(Source data)
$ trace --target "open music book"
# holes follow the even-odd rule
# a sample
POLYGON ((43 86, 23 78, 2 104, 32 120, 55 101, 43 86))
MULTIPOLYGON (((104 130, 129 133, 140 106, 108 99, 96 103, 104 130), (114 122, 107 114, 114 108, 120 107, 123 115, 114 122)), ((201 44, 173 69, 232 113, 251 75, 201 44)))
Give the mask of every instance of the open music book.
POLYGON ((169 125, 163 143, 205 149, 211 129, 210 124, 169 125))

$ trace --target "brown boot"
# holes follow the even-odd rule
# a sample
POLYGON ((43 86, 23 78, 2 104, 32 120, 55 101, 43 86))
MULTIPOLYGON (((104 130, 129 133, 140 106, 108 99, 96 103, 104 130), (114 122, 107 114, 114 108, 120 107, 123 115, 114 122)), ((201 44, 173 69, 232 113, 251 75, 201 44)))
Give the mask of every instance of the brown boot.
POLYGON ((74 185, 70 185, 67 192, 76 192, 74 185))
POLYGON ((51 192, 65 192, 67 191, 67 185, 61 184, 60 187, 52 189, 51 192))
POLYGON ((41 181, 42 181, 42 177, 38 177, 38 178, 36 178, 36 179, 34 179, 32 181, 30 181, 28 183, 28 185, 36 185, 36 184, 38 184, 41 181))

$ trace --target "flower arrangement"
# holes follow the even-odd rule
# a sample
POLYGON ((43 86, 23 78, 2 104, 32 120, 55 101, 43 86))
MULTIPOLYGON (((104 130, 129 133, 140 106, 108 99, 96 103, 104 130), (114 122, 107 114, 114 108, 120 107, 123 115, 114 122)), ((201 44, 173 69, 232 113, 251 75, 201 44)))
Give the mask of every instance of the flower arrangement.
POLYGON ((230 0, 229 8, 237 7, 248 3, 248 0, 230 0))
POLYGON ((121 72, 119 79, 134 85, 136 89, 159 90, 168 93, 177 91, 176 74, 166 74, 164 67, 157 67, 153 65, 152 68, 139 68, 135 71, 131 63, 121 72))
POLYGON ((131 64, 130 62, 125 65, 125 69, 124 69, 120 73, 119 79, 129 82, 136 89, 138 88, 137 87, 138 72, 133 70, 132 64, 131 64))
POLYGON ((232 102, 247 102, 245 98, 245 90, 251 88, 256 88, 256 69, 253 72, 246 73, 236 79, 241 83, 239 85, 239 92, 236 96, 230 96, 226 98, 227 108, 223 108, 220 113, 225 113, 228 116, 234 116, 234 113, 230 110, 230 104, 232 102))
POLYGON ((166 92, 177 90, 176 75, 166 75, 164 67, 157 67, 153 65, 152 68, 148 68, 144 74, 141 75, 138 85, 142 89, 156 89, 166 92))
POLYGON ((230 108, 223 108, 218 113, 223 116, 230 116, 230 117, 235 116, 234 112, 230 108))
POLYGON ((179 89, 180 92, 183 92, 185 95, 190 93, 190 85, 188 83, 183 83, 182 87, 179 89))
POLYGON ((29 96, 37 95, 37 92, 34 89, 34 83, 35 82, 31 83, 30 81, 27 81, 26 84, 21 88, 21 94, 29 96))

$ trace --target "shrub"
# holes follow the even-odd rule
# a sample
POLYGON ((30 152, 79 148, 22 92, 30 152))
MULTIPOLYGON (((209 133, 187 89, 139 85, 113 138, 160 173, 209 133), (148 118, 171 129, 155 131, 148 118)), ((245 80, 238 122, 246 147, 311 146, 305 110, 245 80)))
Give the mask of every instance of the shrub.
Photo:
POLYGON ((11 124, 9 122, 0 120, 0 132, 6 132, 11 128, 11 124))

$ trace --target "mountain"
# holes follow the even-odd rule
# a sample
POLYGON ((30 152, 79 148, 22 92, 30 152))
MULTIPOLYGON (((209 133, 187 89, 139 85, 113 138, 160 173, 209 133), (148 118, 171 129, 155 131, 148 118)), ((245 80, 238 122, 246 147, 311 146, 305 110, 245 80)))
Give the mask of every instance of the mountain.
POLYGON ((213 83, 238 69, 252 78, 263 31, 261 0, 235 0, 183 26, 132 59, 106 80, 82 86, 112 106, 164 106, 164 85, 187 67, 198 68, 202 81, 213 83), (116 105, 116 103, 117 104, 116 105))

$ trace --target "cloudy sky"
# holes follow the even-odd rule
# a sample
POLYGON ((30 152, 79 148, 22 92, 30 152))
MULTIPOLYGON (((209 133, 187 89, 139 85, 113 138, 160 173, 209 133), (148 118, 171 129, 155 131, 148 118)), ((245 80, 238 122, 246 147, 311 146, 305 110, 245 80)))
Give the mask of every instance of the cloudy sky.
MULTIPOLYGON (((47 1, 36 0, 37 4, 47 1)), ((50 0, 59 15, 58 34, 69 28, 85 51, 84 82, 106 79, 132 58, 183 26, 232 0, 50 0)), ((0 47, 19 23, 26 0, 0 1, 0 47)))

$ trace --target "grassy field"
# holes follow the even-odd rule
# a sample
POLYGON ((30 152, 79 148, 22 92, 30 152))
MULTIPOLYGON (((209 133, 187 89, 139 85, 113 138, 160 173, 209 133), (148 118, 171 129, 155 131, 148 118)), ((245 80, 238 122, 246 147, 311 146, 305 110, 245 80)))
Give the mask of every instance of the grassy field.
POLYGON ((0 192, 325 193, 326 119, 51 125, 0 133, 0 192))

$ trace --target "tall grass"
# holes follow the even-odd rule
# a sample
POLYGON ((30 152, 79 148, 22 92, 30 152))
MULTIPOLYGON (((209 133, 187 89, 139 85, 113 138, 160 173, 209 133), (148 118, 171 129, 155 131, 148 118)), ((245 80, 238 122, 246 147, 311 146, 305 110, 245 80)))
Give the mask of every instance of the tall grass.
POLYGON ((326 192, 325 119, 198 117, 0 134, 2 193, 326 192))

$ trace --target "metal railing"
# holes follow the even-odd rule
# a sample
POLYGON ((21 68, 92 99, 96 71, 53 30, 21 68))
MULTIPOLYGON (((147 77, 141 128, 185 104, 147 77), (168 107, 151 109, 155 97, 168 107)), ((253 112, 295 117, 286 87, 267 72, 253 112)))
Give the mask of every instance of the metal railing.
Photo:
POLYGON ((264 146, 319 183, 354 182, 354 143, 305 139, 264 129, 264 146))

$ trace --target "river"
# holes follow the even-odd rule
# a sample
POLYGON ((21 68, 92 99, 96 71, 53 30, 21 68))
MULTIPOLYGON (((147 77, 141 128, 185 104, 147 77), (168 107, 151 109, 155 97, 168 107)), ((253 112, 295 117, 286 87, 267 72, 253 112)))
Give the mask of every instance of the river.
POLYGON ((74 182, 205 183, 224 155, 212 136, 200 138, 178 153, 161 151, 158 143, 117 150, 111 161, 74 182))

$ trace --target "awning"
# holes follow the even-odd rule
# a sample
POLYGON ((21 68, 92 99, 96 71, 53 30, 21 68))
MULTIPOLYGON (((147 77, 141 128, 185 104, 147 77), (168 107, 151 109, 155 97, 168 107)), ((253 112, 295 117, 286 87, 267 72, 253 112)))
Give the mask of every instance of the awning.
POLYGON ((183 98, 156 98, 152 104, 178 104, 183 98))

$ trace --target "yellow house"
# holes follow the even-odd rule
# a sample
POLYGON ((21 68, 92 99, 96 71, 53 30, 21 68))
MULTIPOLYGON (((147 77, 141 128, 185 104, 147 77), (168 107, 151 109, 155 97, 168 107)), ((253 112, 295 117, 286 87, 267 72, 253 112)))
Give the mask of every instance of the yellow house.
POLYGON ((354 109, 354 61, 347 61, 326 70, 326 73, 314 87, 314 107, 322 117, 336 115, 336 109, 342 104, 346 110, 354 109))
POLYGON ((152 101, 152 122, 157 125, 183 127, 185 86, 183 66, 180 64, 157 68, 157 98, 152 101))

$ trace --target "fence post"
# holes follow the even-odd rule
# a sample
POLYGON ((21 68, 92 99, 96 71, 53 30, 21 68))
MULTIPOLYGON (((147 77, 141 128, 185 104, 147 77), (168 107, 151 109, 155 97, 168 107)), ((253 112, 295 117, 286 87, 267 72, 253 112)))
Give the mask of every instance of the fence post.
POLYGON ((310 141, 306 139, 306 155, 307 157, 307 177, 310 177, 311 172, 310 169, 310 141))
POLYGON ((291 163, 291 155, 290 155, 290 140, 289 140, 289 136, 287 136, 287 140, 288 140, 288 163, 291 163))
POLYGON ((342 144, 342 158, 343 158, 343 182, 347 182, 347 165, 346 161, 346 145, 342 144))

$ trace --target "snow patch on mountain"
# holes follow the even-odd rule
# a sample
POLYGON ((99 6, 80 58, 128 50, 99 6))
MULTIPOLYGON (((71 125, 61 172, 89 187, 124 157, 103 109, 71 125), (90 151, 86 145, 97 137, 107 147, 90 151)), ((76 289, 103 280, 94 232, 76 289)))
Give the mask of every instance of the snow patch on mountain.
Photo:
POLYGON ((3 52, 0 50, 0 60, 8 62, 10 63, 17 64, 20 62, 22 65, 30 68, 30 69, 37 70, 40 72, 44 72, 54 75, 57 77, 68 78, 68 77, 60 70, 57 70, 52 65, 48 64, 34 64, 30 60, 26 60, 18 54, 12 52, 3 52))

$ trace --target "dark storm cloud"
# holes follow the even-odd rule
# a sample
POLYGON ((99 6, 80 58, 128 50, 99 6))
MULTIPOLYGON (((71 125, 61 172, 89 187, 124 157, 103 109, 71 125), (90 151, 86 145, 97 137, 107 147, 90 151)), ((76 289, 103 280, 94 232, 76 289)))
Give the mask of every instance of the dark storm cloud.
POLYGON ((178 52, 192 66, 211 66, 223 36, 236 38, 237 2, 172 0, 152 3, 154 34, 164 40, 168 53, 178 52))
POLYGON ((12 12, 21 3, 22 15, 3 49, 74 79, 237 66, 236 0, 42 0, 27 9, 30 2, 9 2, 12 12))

**REQUIRED TASK**
In the entries from the first line through the line containing "POLYGON ((41 181, 42", inclusive, replace "brown boot" with "leather boot". Reproduce only those lines, with nothing else altered.

**CORRECT RESPONSE**
$ trace --target "open music book"
# holes follow the even-odd rule
# a sample
POLYGON ((43 86, 23 78, 2 104, 32 120, 55 101, 43 86))
MULTIPOLYGON (((104 130, 129 133, 140 106, 108 99, 96 103, 104 130), (114 122, 107 114, 114 108, 120 107, 123 115, 114 122)), ((201 44, 173 69, 232 113, 251 75, 201 44)))
Give the mask of every instance of the open music book.
POLYGON ((169 125, 163 143, 205 149, 211 129, 210 124, 169 125))

$ trace --target "leather boot"
# holes follow the even-odd rule
# a sample
POLYGON ((43 86, 23 78, 2 104, 32 120, 55 101, 43 86))
MULTIPOLYGON (((104 130, 129 133, 140 106, 108 99, 96 103, 104 130), (114 122, 107 114, 114 108, 120 107, 123 115, 114 122)), ((201 44, 173 69, 232 113, 251 75, 201 44)))
Give the mask of every instance of the leather boot.
POLYGON ((74 185, 70 185, 67 192, 76 192, 74 185))
POLYGON ((51 192, 65 192, 67 191, 67 185, 61 184, 60 187, 52 189, 51 192))
POLYGON ((41 181, 42 181, 42 177, 38 177, 38 178, 36 178, 36 179, 34 179, 32 181, 30 181, 28 183, 28 185, 36 185, 36 184, 38 184, 41 181))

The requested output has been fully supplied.